- _SELECTED EXCERPT_
━━━━

Federal Circuit Denies Governments Request for En Banc Review of Casitas
Washington, DC—Today the U.S. Court of Appeals for the Federal Circuit issued a decision denying the Government’s petition to rehear or rehear en banc the panel decision in Casitas Municipal Water District v. United States, Case No. 2007-5153. The Government had argued that Tahoe-Sierra, a case involved the imposition of the 32-month building moratorium required a different outcome in the Casitas case, and that the taking of Casitas’s water to protect endangered fish is to be analyzed as a physical, not a regulatory, taking. The majority of active judges on the Federal Circuit disagree and denied the Government’s petition for review, explaining:
Tahoe-Sierra does not answer the questions posed by this case. It did not involve a physical taking claim, and it did not address or purport to cut back on the Court’s water rights cases. In Tahoe-Sierra, the temporary moratorium at issue preserved the status quo for 32 months, and then returned the land to its owner. In our case, the government diverts the water out of the Robles-Casitas Canal and sends it down the fish ladder to the Ventura River below the Robles Dam. That water will never flow to Lake Casitas, and it is permanently taken from Casitas.

━━━━

- _ABOUT THIS TASK_
Answer these questions from the text about the Casitas rehearing denial, numbering your answers to match.
1. What is the case number of Casitas Municipal Water District v. United States?
2. How many months did the moratorium in Tahoe-Sierra last?
3. Where does the government send the water it diverts out of the Robles-Casitas Canal?
The records have no connection to the text about the Casitas rehearing denial.

━━━━

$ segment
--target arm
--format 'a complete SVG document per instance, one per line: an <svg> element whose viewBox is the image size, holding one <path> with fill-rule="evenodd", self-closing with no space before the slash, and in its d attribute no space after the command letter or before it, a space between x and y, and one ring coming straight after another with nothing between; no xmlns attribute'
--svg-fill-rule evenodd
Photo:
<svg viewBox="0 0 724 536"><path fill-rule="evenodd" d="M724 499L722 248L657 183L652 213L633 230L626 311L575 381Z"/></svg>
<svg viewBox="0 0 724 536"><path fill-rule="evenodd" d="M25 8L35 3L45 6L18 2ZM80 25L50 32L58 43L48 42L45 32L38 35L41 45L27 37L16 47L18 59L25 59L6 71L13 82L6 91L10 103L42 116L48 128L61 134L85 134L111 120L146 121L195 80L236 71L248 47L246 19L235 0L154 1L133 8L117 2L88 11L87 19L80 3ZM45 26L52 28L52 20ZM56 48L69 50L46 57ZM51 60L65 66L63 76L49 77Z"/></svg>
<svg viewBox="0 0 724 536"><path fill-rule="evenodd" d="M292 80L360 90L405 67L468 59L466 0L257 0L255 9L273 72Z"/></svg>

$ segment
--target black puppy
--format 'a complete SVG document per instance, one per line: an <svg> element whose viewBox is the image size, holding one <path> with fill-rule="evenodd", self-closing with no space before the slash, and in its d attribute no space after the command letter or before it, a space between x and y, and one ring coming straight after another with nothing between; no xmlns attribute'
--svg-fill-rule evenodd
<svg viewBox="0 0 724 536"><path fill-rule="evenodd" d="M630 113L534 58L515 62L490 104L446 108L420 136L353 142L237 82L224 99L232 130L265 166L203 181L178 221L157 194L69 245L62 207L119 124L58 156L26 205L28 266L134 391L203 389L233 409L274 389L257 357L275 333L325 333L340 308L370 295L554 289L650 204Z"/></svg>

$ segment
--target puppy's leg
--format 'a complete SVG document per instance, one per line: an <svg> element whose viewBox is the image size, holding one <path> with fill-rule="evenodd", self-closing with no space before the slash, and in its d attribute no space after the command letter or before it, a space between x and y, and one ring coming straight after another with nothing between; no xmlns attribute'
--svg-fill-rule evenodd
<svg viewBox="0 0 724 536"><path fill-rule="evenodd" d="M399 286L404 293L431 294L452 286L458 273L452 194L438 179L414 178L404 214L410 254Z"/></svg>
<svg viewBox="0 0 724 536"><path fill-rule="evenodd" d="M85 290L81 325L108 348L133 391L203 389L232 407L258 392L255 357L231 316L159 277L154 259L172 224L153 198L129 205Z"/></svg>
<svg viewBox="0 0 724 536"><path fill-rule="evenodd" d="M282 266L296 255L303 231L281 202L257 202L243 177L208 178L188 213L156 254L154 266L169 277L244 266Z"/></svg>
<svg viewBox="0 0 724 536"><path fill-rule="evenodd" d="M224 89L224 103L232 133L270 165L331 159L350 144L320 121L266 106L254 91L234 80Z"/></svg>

━━━━

- _WRITTEN RESPONSE_
1. 2007-5153
2. 32 months
3. Down the fish ladder to the Ventura River below the Robles Dam